[WHAT YOU ARE ASKED TO DO]
Return, word for word, the lines of the material starting at the line that contains "Definition of the keypoint: for every instance of the discarded" and ending at the last line.

::::

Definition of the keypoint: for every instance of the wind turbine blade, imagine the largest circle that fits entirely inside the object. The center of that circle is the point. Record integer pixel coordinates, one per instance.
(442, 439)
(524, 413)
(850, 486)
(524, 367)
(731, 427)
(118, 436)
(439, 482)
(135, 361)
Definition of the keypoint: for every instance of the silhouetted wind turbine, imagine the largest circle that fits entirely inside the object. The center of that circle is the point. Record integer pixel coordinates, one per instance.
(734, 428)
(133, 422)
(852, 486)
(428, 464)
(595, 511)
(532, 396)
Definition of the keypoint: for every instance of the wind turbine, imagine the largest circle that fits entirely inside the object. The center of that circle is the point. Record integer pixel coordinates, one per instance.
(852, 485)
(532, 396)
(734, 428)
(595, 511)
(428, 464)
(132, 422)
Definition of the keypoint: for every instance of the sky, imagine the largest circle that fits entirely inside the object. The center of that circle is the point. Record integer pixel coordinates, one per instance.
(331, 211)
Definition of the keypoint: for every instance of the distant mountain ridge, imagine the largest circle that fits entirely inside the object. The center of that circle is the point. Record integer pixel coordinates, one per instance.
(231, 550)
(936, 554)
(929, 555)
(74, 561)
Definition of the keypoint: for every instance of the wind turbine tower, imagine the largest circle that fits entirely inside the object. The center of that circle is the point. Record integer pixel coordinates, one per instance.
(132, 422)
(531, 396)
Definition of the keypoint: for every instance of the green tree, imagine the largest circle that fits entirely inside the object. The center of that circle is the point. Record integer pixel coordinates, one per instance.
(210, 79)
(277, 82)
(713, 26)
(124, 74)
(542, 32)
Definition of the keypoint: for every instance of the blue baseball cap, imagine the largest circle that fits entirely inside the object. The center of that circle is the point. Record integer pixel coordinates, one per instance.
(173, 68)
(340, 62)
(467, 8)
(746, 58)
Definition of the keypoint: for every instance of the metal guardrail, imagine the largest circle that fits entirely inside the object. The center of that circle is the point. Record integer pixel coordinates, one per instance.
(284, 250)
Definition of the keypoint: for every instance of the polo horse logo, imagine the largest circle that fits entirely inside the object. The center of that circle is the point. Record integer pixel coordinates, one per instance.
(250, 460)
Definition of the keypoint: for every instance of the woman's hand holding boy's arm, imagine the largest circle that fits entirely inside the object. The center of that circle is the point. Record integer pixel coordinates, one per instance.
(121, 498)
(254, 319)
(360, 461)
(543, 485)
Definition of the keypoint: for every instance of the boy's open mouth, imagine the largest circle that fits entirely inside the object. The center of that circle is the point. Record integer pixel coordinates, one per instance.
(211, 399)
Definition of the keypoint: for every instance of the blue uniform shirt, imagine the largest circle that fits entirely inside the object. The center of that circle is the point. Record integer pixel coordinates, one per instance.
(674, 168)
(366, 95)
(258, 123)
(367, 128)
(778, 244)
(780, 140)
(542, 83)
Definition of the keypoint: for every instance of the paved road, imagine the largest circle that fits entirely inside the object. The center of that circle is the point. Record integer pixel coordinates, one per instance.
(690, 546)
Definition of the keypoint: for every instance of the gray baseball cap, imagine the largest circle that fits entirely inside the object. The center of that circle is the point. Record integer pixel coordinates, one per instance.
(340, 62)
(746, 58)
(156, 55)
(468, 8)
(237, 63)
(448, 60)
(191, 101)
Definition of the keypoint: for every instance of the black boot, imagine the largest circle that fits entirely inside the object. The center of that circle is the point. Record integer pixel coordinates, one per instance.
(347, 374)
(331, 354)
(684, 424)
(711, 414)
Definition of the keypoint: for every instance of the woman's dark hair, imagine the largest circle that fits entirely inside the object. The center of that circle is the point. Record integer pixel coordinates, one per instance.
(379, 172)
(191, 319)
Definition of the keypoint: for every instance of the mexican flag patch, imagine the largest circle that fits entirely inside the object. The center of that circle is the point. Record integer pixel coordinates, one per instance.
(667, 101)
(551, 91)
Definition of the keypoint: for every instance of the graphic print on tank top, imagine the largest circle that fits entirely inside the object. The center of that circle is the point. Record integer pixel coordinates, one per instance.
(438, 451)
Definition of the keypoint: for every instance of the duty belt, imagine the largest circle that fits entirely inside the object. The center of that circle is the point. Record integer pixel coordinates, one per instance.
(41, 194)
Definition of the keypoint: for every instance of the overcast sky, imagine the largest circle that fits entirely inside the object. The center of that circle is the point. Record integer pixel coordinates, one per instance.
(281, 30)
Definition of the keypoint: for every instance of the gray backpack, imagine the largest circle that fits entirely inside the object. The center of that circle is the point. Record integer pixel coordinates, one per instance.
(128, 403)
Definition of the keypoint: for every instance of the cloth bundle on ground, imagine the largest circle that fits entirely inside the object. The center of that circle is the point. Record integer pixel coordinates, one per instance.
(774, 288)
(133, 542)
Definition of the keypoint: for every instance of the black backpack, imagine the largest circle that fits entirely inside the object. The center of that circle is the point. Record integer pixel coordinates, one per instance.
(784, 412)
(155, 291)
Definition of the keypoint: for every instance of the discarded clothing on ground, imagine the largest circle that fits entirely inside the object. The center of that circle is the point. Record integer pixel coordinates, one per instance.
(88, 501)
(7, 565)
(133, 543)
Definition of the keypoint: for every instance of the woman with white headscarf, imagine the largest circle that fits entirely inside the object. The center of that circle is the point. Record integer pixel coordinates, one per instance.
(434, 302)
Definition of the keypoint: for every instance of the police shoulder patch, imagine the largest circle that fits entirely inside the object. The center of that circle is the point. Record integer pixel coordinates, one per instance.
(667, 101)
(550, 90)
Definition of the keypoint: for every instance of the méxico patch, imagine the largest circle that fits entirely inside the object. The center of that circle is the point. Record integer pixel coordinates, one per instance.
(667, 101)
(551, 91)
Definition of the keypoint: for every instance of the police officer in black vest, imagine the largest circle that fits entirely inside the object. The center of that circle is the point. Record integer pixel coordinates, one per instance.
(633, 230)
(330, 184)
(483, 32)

::::

[IN RESPONSE]
Definition of the keypoint: for every instance of the discarded clothing on ground, imagine the largest circle that fits entirely inside the object. The center of that circle is the point. Record integer pixel coordinates, one per instance.
(88, 501)
(7, 565)
(133, 543)
Definition of the keypoint: for every instance of the woman with white headscarf, imagine the largest circle that fits entirely inside the object. The center of that circle is the point. Record integer pixel coordinates, one per instance.
(434, 302)
Definition of the keypoint: for every instance of the police shoulder patch, imagine the largest circle that fits entirely inside the object. The center of that circle is the point. Record integer pixel coordinates, one per instance.
(667, 101)
(550, 90)
Definition of the keypoint: for every instance of the méxico patch, imagine the largest circle that fits entirely inside the object. The center of that circle is the point. Record integer pixel coordinates, one per instance.
(667, 101)
(551, 91)
Definition of the keypoint: for every instance of the police officer in black vest, imagine the largest circle that fits entirely inside the object. The center of that circle is the point. Record integer pixel coordinates, one per instance.
(633, 230)
(330, 184)
(483, 32)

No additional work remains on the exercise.